━━ Extracted information ━━

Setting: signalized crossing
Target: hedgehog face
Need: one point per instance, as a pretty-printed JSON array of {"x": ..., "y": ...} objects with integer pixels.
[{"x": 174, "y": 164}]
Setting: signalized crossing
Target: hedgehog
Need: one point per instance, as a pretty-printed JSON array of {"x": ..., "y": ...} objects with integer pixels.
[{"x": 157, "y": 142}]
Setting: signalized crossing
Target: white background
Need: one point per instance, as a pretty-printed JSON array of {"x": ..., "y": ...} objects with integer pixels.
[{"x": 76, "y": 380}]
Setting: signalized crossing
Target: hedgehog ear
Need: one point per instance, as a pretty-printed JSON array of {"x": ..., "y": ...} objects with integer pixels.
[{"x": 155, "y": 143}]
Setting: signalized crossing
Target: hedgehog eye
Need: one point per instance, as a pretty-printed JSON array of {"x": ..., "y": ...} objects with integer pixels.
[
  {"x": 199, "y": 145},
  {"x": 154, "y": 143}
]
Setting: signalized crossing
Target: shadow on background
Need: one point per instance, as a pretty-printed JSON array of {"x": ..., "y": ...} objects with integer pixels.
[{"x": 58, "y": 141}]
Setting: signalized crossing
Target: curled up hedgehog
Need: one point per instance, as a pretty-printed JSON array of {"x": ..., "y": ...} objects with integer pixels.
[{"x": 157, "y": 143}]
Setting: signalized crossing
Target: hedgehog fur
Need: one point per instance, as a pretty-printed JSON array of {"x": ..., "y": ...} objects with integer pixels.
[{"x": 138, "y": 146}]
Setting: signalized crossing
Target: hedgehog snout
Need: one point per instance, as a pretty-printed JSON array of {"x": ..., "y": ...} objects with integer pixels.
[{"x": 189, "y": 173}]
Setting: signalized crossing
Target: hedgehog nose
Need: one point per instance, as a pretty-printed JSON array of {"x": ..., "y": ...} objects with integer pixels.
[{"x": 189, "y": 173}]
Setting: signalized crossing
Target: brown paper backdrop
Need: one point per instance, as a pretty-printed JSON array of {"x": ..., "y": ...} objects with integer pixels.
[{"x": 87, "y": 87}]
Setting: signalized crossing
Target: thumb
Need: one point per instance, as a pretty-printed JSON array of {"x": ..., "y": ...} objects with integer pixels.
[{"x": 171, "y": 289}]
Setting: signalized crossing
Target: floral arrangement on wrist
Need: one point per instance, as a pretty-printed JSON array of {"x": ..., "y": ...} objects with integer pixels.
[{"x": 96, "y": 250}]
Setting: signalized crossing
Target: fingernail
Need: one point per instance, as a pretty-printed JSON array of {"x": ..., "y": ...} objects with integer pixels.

━━━

» Problem to solve: The records above are to be repeated in full, word for word.

» Written solution:
Setting: signalized crossing
Target: hedgehog face
Need: one point per instance, as a pretty-printed JSON array of {"x": ..., "y": ...} objects with integer pixels.
[{"x": 174, "y": 164}]
Setting: signalized crossing
Target: hedgehog
Need: one point per instance, as a pretty-printed JSON array of {"x": ..., "y": ...} objects with integer pixels.
[{"x": 157, "y": 142}]
Setting: signalized crossing
Target: white background
Need: one point per instance, as a pretty-printed JSON array of {"x": ..., "y": ...} objects with integer pixels.
[{"x": 76, "y": 380}]
Setting: signalized crossing
Target: hedgehog ear
Need: one point per instance, as a pretty-printed JSON array of {"x": ..., "y": ...} objects with integer pixels.
[{"x": 155, "y": 143}]
Setting: signalized crossing
Target: hedgehog eye
Need: one point per instance, as a pretty-printed JSON array of {"x": ..., "y": ...} objects with integer pixels.
[
  {"x": 199, "y": 145},
  {"x": 154, "y": 143}
]
Setting: signalized crossing
Target: shadow on background
Need: one point per instance, as a pretty-printed JSON array of {"x": ..., "y": ...} objects with integer pixels.
[{"x": 58, "y": 141}]
Setting: signalized crossing
Target: curled up hedgehog
Need: one point per instance, as a pretty-printed JSON array of {"x": ..., "y": ...} objects with integer pixels.
[{"x": 157, "y": 143}]
Setting: signalized crossing
Target: hedgehog fur
Need: one point per instance, as a pretty-printed JSON array of {"x": ..., "y": ...} objects with integer pixels.
[{"x": 138, "y": 146}]
Setting: signalized crossing
Target: hedgehog snout
Need: one point per instance, as a pretty-printed JSON array of {"x": ..., "y": ...} objects with integer pixels.
[{"x": 189, "y": 173}]
Setting: signalized crossing
Target: hedgehog nose
Need: one point per instance, as a pretty-printed JSON array of {"x": ..., "y": ...} objects with integer pixels.
[{"x": 189, "y": 173}]
Setting: signalized crossing
Target: brown paper backdrop
Need: one point per instance, as a pretty-printed JSON array of {"x": ..., "y": ...} objects with integer pixels.
[{"x": 87, "y": 87}]
Setting: signalized crossing
Target: thumb
Need: one point per instance, as a pretty-printed JSON array of {"x": ..., "y": ...} objects with integer pixels.
[{"x": 171, "y": 289}]
Setting: signalized crossing
Target: floral arrangement on wrist
Need: one point per instance, as a pretty-printed JSON array of {"x": ..., "y": ...} objects with integer pixels.
[{"x": 96, "y": 250}]
Setting: signalized crossing
Target: fingernail
Need: one point per instance, as a pretty-printed JSON array of {"x": ..., "y": ...} objects with integer pixels.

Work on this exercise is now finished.